The dose-response curves for DCA and PCC rings were fitted to linear quadratic equations using Chromosome Aberration Calculation Software (CABAS, version 2.0) (Institute of Nuclear Chemistry and Technology, Warsaw, Poland). The goodness of fit and homogeneity were determined using this software.
| Results and Discussion|| |
Dicentric chromosome analysis
Dicentrics were observed in metaphase chromosome in blood samples exposed to 0.1 to 5 Gy. For the analysis, only complete metaphases with 46 chromosomes were recorded. If the cell contained unstable aberrations, then it should be balanced. For example, a metaphase containing a dicentric should also have an acentric fragment, yet still count to 46 pieces. By contrast, a centric ring will also have an accompanying fragment, but the total number of objects in the cell will count to 47. Metaphase chromosomes in control and exposed samples are shown in [Figure 1]. It is envisaged that tricentric aberrations are equivalent to two dicentrics and have two accompanying fragments, while tetracentrics will have three fragments.
|Figure 1: Metaphase chromosomes showing (a) normal chromosomes in control and (b) one dicentric, one tricentric, and three fragments in 3 Gy exposed samples|
Click here to view
The frequency and distribution of polycentric aberrations are shown in [Table 1]. The background level for dicentrics is very low as no dicentric was found in the 1000 cells analyzed. This implied that the larger number of scored metaphases is needed to see the dicentric yield and it accordingly requires a significantly longer period. From [Table 1], it was shown that tricentrics were found at doses above 2.0 Gy whereas tetracentrics were found only in the dose of 5.0 Gy.
|Table 1: Dicentric yield and distribution of polycentric chromosomes in 137Cs gamma irradiated lymphocytes|
Click here to view
The dose-response curve was fitted by means of the CABAS, version 2.0, as illustrated in [Figure 2]. The dicentric yield has been shown to best fit to a linear-quadratic model as the following equation: Y = aD2 + bD + c, where Y is the yield of dicentric frequency, D is absorbed dose in Gy, a is the corresponding quadratic coefficient = 0.0758 ± 0.0050, b is the linear coefficient = 0.0190 ± 0.0067, and c is the background frequency = 0 ± <0.0001.

** Data under study **

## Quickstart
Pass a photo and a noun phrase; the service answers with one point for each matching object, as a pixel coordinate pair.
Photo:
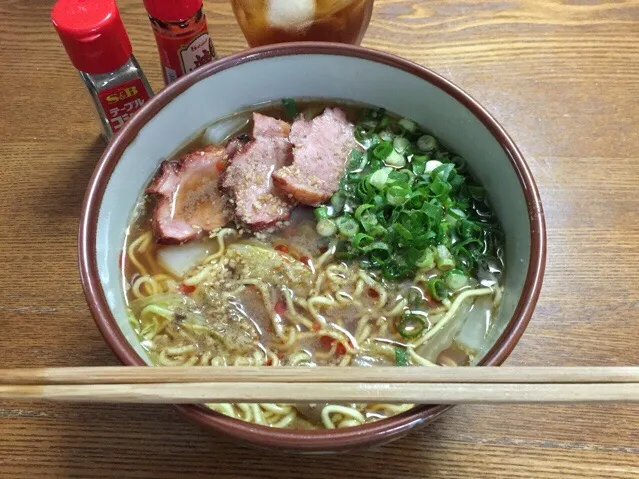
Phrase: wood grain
(562, 76)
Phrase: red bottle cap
(172, 10)
(92, 33)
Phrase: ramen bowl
(310, 70)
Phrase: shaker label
(120, 103)
(180, 56)
(197, 53)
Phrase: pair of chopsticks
(412, 385)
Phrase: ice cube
(290, 14)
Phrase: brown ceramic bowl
(317, 70)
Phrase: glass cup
(264, 22)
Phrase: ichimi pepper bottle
(181, 34)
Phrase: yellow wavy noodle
(334, 285)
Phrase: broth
(289, 295)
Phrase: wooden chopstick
(288, 374)
(418, 385)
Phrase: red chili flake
(186, 288)
(280, 307)
(282, 248)
(431, 301)
(326, 342)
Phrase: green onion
(403, 231)
(326, 227)
(427, 260)
(395, 159)
(321, 212)
(379, 178)
(337, 201)
(408, 125)
(431, 166)
(426, 143)
(401, 356)
(386, 135)
(347, 226)
(361, 241)
(455, 279)
(411, 325)
(382, 150)
(401, 144)
(407, 203)
(439, 188)
(396, 195)
(290, 107)
(437, 289)
(443, 258)
(443, 172)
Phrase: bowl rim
(301, 440)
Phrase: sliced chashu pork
(248, 177)
(321, 148)
(188, 200)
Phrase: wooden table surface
(562, 76)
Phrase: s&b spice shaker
(94, 37)
(181, 34)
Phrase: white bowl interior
(316, 76)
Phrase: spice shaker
(94, 37)
(181, 34)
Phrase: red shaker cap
(172, 10)
(92, 33)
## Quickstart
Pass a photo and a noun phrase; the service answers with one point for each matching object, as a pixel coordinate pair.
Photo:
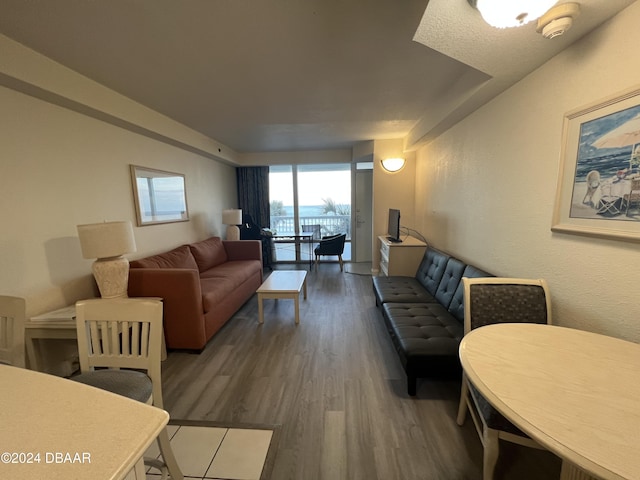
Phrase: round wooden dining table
(52, 428)
(575, 392)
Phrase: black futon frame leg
(411, 385)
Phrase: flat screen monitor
(393, 230)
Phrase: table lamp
(108, 242)
(232, 218)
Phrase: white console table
(59, 323)
(400, 258)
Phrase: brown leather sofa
(201, 284)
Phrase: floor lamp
(108, 242)
(232, 218)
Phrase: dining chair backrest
(315, 229)
(121, 333)
(505, 300)
(12, 318)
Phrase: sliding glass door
(309, 197)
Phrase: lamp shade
(232, 216)
(105, 240)
(513, 13)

** List of tasks **
(A) Translate this sentence from the dicentric chromosome analysis text into Spanish: "For the analysis, only complete metaphases with 46 chromosomes were recorded."
(B) Answer these questions using the dicentric chromosome analysis text above.
(i) Which software was used to fit the dose-response curves?
(ii) What total number of objects does a cell with a centric ring count to?
(iii) At which dose were tetracentrics found?
(C) Write the next part of the dicentric chromosome analysis text, starting after its final sentence.

** Task answers **
(A) Para el análisis, solo se registraron metafases completas con 46 cromosomas.

(B)
(i) Chromosome Aberration Calculation Software (CABAS, version 2.0)
(ii) 47
(iii) Only at 5.0 Gy

(C)
|Figure 2: Dose-response curve for the induction of dicentrics in peripheral blood lymphocytes induced by 137Cs gamma radiation|
Click here to view
This finding is in good agreement with the earlier reports., Based on the resulting coefficients, the dose estimation was done by computing the number of aberrations observed and cells scored. When the given dose was 1.5 Gy, the dose calculated from CABAS was 1.31 Gy ranging from 1.17 to 1.46 Gy with 95% confidence limits.
Premature chromosome condensation analysis
The application of calyculin A-induced PCC rings has been widely used for dose estimation due to its advantage over conventional metaphase analysis for high-dose exposure that results in mitotic delay and disappearance of lymphocytes from peripheral blood circulation. Calyculin A induces chromosome condensation in lymphocytes by specifically inhibiting protein phosphatases Type 1 and Type 2A (serine/threonine) in all phases of the cell cycle. The PCC morphology varies based on the stage of interphase in which the cells are present, namely, G1, S, and G2-PCC. In our experiment, PCC rings were observed in the G2/M phase. To generate a calibration curve for PCC rings, a total of 500 cells or a minimal of 80–100 PCC rings per dose were scored.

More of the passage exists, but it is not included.